Return the records exactly, please. Every line should match.
┌────────
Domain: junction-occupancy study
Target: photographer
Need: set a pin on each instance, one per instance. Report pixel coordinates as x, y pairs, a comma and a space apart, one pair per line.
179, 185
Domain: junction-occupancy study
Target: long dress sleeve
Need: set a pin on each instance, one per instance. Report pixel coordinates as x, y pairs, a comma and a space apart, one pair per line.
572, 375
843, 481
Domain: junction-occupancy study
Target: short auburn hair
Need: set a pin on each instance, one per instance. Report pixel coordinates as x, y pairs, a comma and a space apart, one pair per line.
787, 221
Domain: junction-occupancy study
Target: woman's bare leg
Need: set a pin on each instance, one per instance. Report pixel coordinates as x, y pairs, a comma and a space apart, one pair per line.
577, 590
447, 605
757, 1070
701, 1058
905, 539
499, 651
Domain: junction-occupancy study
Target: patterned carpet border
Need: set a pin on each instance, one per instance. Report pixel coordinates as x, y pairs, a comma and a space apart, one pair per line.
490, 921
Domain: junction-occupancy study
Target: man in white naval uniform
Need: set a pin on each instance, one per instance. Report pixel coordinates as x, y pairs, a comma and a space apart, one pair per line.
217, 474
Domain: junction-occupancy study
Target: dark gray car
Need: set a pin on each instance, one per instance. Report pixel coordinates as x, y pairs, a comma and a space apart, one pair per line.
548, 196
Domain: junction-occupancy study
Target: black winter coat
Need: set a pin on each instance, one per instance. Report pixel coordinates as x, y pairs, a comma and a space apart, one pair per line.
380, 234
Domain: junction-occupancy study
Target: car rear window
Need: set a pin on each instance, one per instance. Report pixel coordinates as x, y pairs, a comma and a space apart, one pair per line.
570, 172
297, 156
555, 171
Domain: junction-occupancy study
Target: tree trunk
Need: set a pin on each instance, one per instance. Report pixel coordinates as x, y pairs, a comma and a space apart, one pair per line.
└────────
[ANSWER TO THE PROBLEM]:
Domain: junction-occupancy study
Target: photographer
Need: set a pin on each instance, one per instance. Report pixel coordinates as x, y pairs, a comma and a space apart, one pair per line.
179, 185
Domain: junction-occupancy study
Target: long dress sleeve
Need: set a pin on each instance, one per instance. Report pixel coordinates as x, y pairs, a comma and a space apart, one pair per line.
572, 375
843, 481
Domain: junction-occupancy study
Target: short auburn hair
Need: set a pin on each instance, one per instance. Report pixel coordinates as x, y pairs, a comma and a space apart, one pair per line.
787, 221
Domain: junction-occupancy study
Target: woman's bare leg
Need: set a pin on each instance, one per instance. Report pixel coordinates as x, y pairs, a comma and a space apart, one pair per line.
577, 590
447, 605
757, 1070
701, 1058
905, 539
499, 651
Domain: junction-occupancy study
Target: patterned carpet border
Need: set a pin on each instance, one per instance. Report pixel coordinates as x, y pairs, a comma and a space apart, one pair per line.
490, 921
Domain: junction-occupancy study
Target: man in white naval uniform
Need: set a pin on each instance, one per instance. Report pixel coordinates as x, y pairs, a comma and a space apart, one pair per line.
217, 474
Domain: junction-occupancy study
Target: dark gray car
Need: set a pin on each instance, one per instance. Report pixel coordinates as x, y pairs, a comma and a space apart, one pair per line.
548, 196
Domain: junction-occupancy study
Target: black winter coat
Need: set a pin on each instance, one per instance. Report pixel coordinates as x, y pairs, a comma and a space apart, one pair per line.
380, 234
Domain: junction-occupancy study
Target: car rear window
Need: set a pin on each instance, one per instance. Report pixel coordinates as x, y pairs, a comma and a space apart, one pair per line.
570, 172
297, 156
555, 171
Domain: junction-occupancy study
Target: tree trunk
Need: set a pin on each instance, one per instance. Report pixel coordinates as x, y pairs, a comma and a space apart, one pair per line.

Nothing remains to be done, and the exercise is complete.